Please tally the lines in the data below that include the string "frost", and reply with only the total.

Region pointing data:
━━━━━━

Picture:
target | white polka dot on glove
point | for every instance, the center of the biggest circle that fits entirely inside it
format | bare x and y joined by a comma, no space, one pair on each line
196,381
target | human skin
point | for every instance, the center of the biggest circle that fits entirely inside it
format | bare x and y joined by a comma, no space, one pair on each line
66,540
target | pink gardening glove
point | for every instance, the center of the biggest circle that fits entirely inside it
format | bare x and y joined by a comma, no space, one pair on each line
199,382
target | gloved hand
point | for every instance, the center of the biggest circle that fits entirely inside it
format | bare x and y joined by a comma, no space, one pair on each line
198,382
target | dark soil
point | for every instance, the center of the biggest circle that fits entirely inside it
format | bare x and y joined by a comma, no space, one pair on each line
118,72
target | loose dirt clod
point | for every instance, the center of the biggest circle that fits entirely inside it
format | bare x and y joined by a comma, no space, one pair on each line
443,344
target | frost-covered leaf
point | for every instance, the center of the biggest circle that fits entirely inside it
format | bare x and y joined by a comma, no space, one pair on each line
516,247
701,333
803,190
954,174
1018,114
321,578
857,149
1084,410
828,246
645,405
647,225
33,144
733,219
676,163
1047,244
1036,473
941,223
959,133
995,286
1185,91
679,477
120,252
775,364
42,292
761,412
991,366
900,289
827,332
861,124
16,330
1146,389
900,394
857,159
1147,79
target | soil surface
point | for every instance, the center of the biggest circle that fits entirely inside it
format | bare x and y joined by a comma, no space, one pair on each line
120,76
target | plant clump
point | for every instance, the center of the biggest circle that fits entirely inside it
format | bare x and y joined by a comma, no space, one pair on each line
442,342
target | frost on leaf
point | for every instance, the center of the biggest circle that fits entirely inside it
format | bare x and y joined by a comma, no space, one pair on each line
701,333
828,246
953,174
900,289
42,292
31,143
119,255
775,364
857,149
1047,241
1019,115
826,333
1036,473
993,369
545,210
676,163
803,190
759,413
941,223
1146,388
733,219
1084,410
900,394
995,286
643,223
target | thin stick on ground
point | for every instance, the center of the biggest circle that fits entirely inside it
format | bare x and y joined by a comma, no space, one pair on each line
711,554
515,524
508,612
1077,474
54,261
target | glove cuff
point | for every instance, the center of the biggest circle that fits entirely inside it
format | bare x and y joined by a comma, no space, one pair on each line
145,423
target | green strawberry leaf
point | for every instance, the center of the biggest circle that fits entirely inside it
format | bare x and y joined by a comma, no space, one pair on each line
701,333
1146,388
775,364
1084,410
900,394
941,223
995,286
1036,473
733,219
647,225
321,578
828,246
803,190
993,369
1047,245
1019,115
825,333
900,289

━━━━━━

Response for this exercise:
2